▸ What is expected: Using the entries below, return word for word the lines from the one containing "of the mountain" up to and including the last.

[Records excerpted from a collection]
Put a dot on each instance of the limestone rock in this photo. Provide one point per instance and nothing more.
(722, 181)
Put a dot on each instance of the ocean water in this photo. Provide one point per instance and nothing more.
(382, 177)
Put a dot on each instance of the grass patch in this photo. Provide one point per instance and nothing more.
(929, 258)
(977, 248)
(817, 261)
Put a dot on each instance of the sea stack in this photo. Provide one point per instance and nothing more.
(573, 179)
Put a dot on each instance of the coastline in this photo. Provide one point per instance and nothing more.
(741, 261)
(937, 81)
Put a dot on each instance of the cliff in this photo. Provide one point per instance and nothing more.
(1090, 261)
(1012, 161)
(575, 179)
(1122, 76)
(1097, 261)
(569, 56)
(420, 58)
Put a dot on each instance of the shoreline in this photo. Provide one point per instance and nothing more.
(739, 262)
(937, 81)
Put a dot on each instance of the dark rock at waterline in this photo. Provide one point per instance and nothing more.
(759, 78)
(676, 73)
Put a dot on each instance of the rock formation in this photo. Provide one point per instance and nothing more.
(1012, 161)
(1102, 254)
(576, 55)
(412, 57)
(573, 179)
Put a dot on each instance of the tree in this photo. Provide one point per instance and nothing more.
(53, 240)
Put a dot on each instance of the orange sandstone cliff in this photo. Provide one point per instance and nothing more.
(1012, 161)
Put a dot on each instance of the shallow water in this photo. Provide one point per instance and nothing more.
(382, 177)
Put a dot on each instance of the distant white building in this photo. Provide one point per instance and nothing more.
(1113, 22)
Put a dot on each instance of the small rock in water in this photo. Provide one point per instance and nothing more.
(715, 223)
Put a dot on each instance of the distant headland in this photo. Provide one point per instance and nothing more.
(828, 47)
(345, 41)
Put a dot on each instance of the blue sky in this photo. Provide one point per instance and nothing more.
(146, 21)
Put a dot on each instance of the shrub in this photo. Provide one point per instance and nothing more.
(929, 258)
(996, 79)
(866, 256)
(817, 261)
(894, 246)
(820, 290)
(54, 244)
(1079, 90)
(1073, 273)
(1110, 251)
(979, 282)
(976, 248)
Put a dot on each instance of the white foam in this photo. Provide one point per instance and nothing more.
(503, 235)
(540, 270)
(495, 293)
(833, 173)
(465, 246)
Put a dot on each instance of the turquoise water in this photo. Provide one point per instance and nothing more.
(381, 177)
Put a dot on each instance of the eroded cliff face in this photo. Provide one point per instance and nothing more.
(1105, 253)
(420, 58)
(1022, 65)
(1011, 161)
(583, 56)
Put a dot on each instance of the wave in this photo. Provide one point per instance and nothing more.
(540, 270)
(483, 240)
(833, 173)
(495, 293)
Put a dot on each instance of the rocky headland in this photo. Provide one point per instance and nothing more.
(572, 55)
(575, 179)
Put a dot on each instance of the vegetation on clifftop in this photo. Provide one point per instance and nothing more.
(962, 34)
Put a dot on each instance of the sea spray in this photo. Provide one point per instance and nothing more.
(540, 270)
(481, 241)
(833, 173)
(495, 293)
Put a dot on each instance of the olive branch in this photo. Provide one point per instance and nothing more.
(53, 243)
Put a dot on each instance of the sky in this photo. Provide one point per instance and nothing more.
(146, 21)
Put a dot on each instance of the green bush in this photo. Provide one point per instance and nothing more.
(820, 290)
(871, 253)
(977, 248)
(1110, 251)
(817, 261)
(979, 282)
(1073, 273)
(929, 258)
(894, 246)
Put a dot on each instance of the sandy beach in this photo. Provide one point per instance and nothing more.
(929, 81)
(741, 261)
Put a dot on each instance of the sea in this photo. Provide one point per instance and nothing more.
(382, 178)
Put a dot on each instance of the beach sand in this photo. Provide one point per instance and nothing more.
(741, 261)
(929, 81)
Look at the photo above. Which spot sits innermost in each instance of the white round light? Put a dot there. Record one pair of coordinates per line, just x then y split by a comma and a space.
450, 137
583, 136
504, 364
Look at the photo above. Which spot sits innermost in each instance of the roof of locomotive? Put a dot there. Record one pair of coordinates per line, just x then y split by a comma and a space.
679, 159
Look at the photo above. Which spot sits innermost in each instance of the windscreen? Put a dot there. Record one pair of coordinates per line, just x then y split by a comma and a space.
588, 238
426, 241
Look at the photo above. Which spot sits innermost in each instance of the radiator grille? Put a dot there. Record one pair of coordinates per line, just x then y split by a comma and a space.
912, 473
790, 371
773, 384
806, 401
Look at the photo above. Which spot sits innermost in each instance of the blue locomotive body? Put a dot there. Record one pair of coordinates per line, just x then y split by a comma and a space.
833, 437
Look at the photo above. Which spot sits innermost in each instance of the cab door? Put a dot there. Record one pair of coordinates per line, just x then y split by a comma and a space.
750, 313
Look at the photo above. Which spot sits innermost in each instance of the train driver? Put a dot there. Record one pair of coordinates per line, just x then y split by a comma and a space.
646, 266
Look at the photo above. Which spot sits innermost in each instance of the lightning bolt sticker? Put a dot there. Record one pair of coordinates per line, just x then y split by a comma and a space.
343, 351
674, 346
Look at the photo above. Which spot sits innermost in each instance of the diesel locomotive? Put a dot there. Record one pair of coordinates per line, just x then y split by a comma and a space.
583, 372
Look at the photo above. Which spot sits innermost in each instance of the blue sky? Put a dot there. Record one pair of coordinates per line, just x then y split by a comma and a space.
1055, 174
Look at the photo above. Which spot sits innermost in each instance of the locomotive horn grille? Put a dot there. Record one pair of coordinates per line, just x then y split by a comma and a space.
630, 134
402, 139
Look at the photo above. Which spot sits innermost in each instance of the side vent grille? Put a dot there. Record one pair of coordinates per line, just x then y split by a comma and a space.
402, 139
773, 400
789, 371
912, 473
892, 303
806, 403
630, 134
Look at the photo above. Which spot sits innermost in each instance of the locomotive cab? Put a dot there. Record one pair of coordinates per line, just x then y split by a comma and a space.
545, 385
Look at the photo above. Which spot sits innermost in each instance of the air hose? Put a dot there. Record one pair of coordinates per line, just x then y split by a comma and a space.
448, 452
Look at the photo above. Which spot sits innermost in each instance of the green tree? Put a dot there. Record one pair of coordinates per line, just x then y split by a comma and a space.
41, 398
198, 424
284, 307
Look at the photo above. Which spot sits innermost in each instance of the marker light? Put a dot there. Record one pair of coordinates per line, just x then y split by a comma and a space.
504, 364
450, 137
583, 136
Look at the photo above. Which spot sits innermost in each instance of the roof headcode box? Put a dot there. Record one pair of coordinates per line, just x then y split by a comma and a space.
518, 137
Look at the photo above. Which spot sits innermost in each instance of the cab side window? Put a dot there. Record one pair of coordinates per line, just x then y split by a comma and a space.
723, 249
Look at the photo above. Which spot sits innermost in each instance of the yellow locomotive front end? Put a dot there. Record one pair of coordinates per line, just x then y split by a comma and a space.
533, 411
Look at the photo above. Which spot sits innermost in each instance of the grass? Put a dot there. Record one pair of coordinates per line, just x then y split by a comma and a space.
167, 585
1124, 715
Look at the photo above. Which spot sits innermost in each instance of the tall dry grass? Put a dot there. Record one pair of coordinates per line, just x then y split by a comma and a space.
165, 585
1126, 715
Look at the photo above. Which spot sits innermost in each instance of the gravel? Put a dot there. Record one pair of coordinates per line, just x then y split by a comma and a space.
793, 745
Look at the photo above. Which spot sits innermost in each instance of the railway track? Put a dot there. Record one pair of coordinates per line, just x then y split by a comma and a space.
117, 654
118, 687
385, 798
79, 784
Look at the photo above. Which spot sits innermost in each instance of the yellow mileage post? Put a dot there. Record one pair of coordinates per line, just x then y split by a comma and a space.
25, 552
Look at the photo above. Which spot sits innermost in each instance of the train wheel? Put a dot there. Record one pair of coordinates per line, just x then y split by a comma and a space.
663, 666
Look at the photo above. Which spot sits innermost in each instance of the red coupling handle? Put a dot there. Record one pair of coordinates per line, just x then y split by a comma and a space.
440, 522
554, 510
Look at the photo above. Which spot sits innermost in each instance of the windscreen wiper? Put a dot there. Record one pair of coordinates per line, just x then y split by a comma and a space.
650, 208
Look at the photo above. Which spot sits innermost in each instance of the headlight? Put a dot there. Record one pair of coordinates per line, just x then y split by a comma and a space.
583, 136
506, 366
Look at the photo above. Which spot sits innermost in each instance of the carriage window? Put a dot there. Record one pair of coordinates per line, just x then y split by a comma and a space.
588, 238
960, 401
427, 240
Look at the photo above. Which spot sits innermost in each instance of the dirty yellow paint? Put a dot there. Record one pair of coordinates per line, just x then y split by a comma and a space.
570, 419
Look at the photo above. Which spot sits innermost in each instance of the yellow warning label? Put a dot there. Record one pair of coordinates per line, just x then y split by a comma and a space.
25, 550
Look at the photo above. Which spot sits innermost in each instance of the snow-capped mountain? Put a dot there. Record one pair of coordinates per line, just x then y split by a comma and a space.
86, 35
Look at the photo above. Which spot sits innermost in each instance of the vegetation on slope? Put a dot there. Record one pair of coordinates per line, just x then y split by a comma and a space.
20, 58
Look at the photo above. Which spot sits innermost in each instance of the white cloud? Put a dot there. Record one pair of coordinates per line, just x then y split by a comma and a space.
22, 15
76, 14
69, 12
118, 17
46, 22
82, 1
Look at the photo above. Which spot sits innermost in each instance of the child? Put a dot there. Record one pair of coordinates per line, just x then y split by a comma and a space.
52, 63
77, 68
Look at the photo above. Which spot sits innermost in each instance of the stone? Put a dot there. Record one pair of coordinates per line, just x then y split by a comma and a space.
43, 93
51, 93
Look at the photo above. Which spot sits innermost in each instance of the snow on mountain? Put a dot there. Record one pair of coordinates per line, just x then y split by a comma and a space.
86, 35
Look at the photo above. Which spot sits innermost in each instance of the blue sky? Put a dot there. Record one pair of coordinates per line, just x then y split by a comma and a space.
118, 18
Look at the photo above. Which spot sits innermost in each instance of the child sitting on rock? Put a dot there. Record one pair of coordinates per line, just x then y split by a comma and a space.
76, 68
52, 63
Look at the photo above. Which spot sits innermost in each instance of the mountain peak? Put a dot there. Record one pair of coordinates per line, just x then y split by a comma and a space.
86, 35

▸ Answer section:
Look at the photo above. Which spot sits innermost in each instance of the mountain peak? Put a dot there. Record one pair of coordinates per line, just x then y split by a comma and a space.
86, 35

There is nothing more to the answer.